- [OBJECTIF 1] Relevez toutes les lignes du listing qui contiennent la chaîne « road ».

- [EXTRAIT]
Les plats sont en carton celloderme (ref : ALIPINE de 18/10) de couleur bleu acier laminé sous forme à cannelures de 3,5 millimètres. Ce choix d'un carton à cannelures était à la fois esthétique et fonctionnel, en effet les cannelures réduisent de façon significative les frottements sur les autres documents en contact.

Les cannelures sont dans le sens perpendiculaire au dos.

Les coins des deux plats sont arrondis ( rayon 6 millimètres).

Trois foulages sont exécutés :

  • deux sur le plat supérieur (le logo de la Bibliothèque nationale de France de 55 millimètres de hauteur en bas à droite, une empreinte rectangulaire de 40 x 45 millimètres pour l'étiquette d'adressage en haut à gauche)
  • un sur le plat inférieur (une empreinte rectangulaire de 50 x 15 millimètres pour l'étiquette de codes à barres en bas à droite).

 

Dos du CFC 2003

Le matériau de couvrure est un nouveau produit mis au point avec la société Rexam USA, le Skivertex Ultra.

  • Grammage 247 g/m²
  • Epaisseur 330 microns
  • Aspect Haircell
  • Couleur Blue

Les exigences du cahier des charges étaient très élevées tant sur le plan mécanique que sur le plan physico-chimique. Aussi le choix s'est orienté sur un non tissé, cette technologie nous permettant d'obtenir de très fortes valeurs en résistance mécanique (rupture à l'allongement, nombre de plis, frottement ...), une stabilité dans le temps et un aspect nous ouvrant un choix de grains et de coloris important. A titre d'exemple la résistance au pliage est supérieure à 10 000.

Ce matériau entre dans la réalisation du dos et des systèmes de montage intérieurs.

Encollage sur les plats sur 15 millimètres de large. Pour cela, un foulage est réalisé sur le carton afin de supprimer les cannelures et pour intégrer le Skivertex Ultra sans créer de surépaisseur à la surface des plats.

Epaisseur du dos de 9 millimètres.

Entrées d'étiquetage de localisation dans des images
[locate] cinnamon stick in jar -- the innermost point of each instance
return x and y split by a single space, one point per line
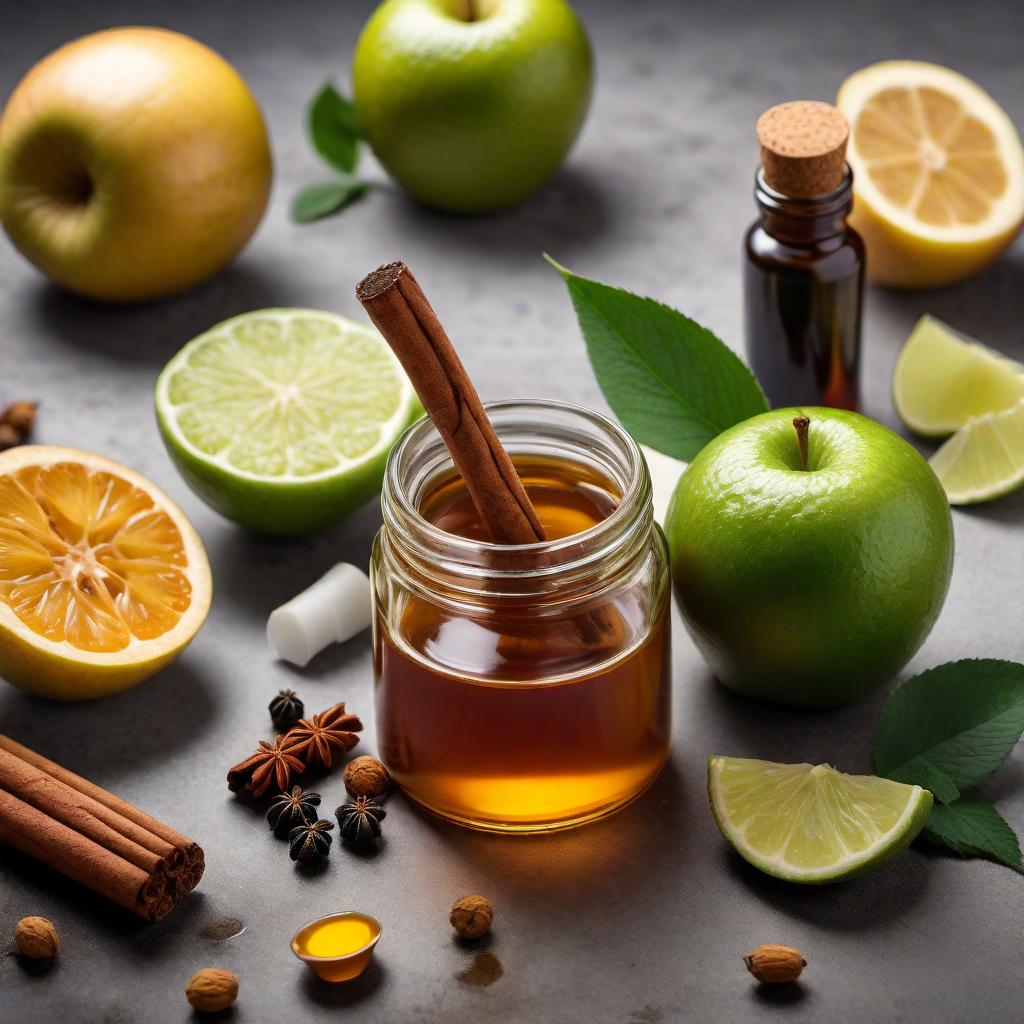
402 313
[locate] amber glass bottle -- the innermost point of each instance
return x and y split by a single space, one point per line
804 267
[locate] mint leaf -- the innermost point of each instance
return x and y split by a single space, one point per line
971 826
335 129
950 727
322 201
673 384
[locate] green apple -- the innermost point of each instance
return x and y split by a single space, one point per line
472 104
809 577
133 163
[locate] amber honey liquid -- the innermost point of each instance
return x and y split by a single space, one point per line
507 721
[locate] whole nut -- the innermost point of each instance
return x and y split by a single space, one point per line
22 416
36 937
472 916
773 965
366 776
9 437
212 989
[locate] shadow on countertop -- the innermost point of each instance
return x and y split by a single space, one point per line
571 212
148 333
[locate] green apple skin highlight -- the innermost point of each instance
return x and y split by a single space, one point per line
811 588
472 104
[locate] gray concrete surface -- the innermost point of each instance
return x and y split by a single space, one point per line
642 919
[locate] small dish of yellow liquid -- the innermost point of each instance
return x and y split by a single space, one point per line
338 947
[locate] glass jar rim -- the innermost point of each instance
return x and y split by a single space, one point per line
540 558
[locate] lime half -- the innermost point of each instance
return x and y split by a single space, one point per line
811 823
283 419
984 459
942 379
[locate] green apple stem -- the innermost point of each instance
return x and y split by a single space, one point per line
801 423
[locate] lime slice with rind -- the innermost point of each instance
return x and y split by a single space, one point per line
984 460
283 419
811 823
942 379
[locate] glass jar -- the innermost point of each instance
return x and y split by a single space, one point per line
523 687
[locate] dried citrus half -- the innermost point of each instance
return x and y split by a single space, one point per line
938 172
102 579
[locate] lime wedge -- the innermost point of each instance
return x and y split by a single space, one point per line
942 379
984 459
811 823
283 419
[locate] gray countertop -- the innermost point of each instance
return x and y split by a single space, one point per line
640 919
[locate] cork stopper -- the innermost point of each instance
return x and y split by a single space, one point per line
803 147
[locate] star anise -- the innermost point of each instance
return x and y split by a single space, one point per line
286 709
320 735
360 822
310 842
272 765
289 810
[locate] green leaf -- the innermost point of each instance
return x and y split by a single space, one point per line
950 727
335 129
673 384
971 826
323 200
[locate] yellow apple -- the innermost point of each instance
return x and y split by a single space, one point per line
134 163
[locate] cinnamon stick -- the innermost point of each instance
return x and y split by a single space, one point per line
396 304
401 312
93 837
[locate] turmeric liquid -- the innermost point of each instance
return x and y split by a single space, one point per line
503 723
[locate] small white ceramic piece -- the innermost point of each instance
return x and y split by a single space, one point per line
332 610
665 473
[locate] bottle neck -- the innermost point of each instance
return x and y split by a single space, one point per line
804 221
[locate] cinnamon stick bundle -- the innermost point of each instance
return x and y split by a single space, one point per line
91 836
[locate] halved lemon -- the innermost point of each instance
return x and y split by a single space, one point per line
938 172
984 459
812 823
102 580
941 379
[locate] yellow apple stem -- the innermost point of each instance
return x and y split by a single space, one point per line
801 423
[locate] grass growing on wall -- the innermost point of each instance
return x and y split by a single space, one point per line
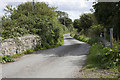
10 58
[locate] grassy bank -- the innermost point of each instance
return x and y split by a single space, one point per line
10 58
100 57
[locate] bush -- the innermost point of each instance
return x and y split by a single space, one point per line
113 55
86 39
7 58
96 55
104 57
95 30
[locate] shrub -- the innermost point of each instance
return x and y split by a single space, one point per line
113 55
86 39
7 58
96 55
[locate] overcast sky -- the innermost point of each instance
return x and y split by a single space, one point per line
73 7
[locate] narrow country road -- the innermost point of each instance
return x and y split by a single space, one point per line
61 62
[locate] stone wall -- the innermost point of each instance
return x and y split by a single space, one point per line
19 44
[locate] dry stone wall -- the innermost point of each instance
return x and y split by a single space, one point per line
19 44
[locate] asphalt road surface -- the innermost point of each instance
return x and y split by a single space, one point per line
61 62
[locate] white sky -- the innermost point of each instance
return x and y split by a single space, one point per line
73 7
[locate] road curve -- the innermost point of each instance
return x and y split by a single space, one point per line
61 62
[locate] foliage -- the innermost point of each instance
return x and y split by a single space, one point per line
95 30
41 21
104 57
61 14
95 56
7 58
111 15
85 39
113 55
84 22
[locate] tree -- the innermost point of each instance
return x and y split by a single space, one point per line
108 15
61 14
41 21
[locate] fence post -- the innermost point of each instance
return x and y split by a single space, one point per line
111 37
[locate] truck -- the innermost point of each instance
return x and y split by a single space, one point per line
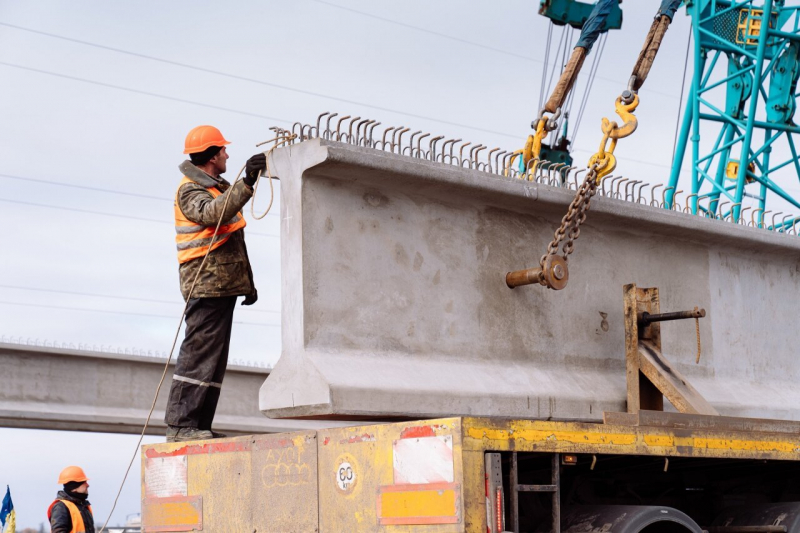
477 407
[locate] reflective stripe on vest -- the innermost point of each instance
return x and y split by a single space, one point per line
74 513
193 240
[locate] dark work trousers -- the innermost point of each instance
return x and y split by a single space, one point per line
201 364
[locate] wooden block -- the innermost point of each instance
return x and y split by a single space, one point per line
670 382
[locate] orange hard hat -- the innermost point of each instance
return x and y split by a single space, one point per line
203 137
72 473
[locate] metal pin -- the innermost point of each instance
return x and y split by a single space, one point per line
432 147
773 219
664 196
617 194
783 223
419 143
675 202
400 139
319 121
411 142
328 131
339 125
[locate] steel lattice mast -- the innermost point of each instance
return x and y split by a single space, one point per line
759 81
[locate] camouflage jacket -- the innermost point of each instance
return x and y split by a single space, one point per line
227 270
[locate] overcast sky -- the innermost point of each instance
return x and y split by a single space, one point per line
83 264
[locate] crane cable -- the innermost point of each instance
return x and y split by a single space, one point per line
552 271
543 125
283 138
589 84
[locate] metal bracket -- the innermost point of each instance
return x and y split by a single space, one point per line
650 376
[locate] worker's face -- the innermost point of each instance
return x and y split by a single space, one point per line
220 161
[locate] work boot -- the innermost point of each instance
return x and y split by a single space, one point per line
188 434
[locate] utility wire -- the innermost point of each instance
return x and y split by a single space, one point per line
88 188
276 85
147 93
67 308
131 217
84 187
116 297
172 98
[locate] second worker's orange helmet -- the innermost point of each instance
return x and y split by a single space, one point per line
72 473
203 137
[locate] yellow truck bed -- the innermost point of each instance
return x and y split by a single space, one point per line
418 476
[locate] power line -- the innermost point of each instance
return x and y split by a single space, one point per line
85 187
88 211
225 74
138 91
116 297
96 189
107 311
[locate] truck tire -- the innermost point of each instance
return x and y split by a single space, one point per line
626 519
764 514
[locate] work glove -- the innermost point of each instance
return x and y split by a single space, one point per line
251 298
256 164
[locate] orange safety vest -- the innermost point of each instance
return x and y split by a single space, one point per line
193 240
77 520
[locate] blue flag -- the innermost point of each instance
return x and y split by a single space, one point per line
8 518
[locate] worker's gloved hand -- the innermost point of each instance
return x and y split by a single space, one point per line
251 298
256 164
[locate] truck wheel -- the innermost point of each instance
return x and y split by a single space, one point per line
626 519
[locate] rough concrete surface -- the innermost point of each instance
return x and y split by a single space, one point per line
77 390
395 303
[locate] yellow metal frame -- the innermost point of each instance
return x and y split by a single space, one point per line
421 476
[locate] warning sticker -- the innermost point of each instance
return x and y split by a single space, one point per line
165 477
346 477
424 460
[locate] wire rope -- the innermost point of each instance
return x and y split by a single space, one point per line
589 84
544 65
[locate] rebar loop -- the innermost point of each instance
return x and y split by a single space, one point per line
364 132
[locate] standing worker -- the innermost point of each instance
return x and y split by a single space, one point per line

- [OBJECTIF 2] Prolongez la description technique des plats et du dos de la reliure à partir de sa dernière phrase.

- [RÉSULTAT FINAL 1]
[locate] narrow country road -- the innermost point of each instance
[locate] asphalt road surface -- the innermost point of each instance
[locate] road curve -- the innermost point of each instance

- [RÉSULTAT FINAL 2]
Analyses physico-chimiques des matériaux

L'aptitude à la conservation du Skivertex Ultra et du carton Alipine a été vérifiée au laboratoire du centre technique de Marne-la-Vallée grâce à une série de tests et d'analyses physico-chimiques.

Ceux-ci ont permis non seulement de prévoir le comportement des deux produits sur le long terme mais également de vérifier qu'ils sont et resteront inoffensifs pour les documents avec lesquels ils sont en contact.

Ainsi, la première phase de l'étude a-t-elle consisté à déterminer la composition chimique et fibreuse du Skivertex Ultra et du carton Alipine. Ces produits ont ensuite été soumis à un vieillissement accéléré à haute température et haute humidité relative.

 

 

Détermination de la composition chimique du Skivertex Ultra

Le Skivertex Ultra est un matériau composite constitué d'une base fibreuse mélangée à une matrice en polymère foncé. Il est enduit de part et d'autre de deux couches en polymère également, l'une étant colorée (couche supérieure), l'autre blanche (couche inférieure).

Grâce à différentes méthodes d'analyse, la nature chimique de chacun de ces constituants a été déterminée.

L'observation de la base fibreuse au microscope optique montre une présence de fibres de papier mélangées à des fibres synthétiques dont la nature a été caractérisée par chromatographie gazeuse couplée à la spectrométrie de masse après hydrolyse acide et dérivation des hydrolysats. Les chromatogrammes obtenus font apparaître deux composés : l'acide 6 amino caproïque et le 1,6 hexane diamine qui entrent dans la composition du polyamide 6,6. Les fibres synthétiques de renforcement du Skivertex Ultra sont donc constituées à 100% de Nylon 6.6.

Les enductions supérieure et inférieure ainsi que la matrice du Skivertex Ultra ont été identifiées grâce à la spectrométrie infra-rouge à Transformée de Fourier. Cette méthode a révélé la nature acrylique de ces trois couches ; malheureusement, elle ne permet pas de déterminer la composition exacte de ces acryliques qui sont très probablement des copolymères complexes.

L'analyse par chromatographie gazeuse couplée à la spectrométrie de masse des extraits chloroformés des acryliques montre la présence d'une faible quantité de plastifiant : le dibutylphtalate.

 

 

Analyse du carton Alipine

Les fibres du carton Alipine ont été identifiées au microscope optique après coloration par les solutions de Herzberg (norme ISO 9143-3 :1990) et de Lofton-Merritt (norme ISO 9184-5 :1990). 20% d'entre elles sont des fibres de résineux et 80% sont des fibres de feuillus. Elles ont toutes été traitées chimiquement puis blanchies.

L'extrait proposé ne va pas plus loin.